TASK TO COMPLETE:
Format every line of the material below as a numbered list, omitting any blank lines.

TASK MATERIAL:
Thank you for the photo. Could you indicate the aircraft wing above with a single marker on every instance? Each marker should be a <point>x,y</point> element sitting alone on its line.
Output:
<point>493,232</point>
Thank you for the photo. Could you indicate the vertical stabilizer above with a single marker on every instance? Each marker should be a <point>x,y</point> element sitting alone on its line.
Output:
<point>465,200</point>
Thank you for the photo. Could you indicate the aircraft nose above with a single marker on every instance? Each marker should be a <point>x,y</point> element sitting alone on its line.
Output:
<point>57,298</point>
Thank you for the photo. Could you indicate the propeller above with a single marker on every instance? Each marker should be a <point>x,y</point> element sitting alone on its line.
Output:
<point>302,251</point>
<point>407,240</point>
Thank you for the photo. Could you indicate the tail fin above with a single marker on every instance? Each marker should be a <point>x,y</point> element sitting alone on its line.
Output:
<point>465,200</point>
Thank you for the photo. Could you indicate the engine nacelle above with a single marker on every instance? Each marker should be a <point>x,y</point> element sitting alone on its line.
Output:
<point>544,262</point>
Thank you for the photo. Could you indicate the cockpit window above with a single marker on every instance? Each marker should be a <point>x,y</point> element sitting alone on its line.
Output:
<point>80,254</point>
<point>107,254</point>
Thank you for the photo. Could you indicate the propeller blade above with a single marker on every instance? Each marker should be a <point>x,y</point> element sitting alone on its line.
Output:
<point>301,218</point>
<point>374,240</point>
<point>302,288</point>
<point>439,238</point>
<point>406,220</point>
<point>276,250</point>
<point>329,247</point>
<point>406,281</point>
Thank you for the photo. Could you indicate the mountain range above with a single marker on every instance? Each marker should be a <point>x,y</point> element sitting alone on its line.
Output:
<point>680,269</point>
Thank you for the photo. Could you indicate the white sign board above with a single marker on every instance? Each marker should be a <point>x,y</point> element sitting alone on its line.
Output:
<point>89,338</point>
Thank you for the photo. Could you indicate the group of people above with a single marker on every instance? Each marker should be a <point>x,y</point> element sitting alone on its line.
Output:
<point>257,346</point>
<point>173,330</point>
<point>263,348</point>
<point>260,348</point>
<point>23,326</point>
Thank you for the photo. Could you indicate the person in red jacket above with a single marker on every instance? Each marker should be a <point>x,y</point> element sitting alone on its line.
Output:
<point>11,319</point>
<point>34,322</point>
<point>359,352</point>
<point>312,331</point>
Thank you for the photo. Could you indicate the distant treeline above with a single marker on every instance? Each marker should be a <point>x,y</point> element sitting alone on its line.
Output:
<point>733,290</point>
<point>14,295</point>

SOLUTION FOR THIS TASK:
1. Thank you for the photo. Could you indicate the aircraft wing above with a single marker on every instance? Each marker should be a <point>x,y</point> element sitting alone on its line.
2. Output:
3. <point>493,232</point>
4. Thank you for the photo. Could you indicate the vertical stabilizer above with a single marker on every instance? Each marker should be a <point>x,y</point> element sitting alone on its line.
5. Output:
6. <point>465,200</point>
7. Thank you for the photo. Could you indicate the aircraft nose above with a single marker on every instance? Each marker should be a <point>x,y</point> element sitting alone on its line.
8. Output:
9. <point>57,298</point>
10. Thank you for the photo. Could you indicate the propeller above with a single marker on every instance? Each marker should be a <point>x,y</point> element sitting alone on its line.
11. Output:
12. <point>302,251</point>
13. <point>407,240</point>
14. Thank you for the photo. Could you indicate the tail fin above with a single marker on every instance? Each marker should be a <point>x,y</point> element sitting alone on its line.
15. Output:
16. <point>465,200</point>
17. Thank you for the photo. Could you indicate the engine nacelle above with a single marker on every instance? Each marker should be a <point>x,y</point> element sitting alone on its line.
18. Output:
19. <point>544,262</point>
20. Thank you for the photo. Could you indicate the cockpit window above with a single marker on every instance? Each marker should be a <point>x,y</point> element sitting alone on its line.
21. Output:
22. <point>80,254</point>
23. <point>107,254</point>
24. Thank you for the photo. Could you indicate the propeller blade above with a single marker on every instance? Each marker should be a <point>x,y</point> element sitting alone on its line.
25. Output:
26. <point>301,218</point>
27. <point>374,240</point>
28. <point>302,288</point>
29. <point>439,238</point>
30. <point>406,220</point>
31. <point>276,250</point>
32. <point>329,247</point>
33. <point>406,281</point>
34. Thank you for the photo. Could you indicate the mountain range above with a single marker on every instance? Each marker should be a <point>x,y</point> element sitting alone on its line.
35. Output:
36. <point>680,269</point>
37. Thank you for the photo. Could you indicate the white sign board above with a single marker on every instance? Each marker should be a <point>x,y</point> element sitting alone on its line.
38. Output:
39. <point>89,338</point>
40. Thank you for the photo. Could you indicate the group of people above with a single marker on every instance? Each marker should be a <point>x,y</point> element sitting alone on its line.
41. Output:
42. <point>257,346</point>
43. <point>173,330</point>
44. <point>263,348</point>
45. <point>260,348</point>
46. <point>23,326</point>
47. Thank you for the photo. Could you indicate the person in red jacket above with a single marker on every instance? Each marker should be a <point>x,y</point> element sitting alone on its line.
48. Output:
49. <point>11,319</point>
50. <point>34,322</point>
51. <point>359,352</point>
52. <point>312,331</point>
53. Thank you for the photo. Could you indicate the distant treeline above with a single marker on every instance? Each marker should be a <point>x,y</point> element sitting alone on its line.
54. Output:
55. <point>733,290</point>
56. <point>14,295</point>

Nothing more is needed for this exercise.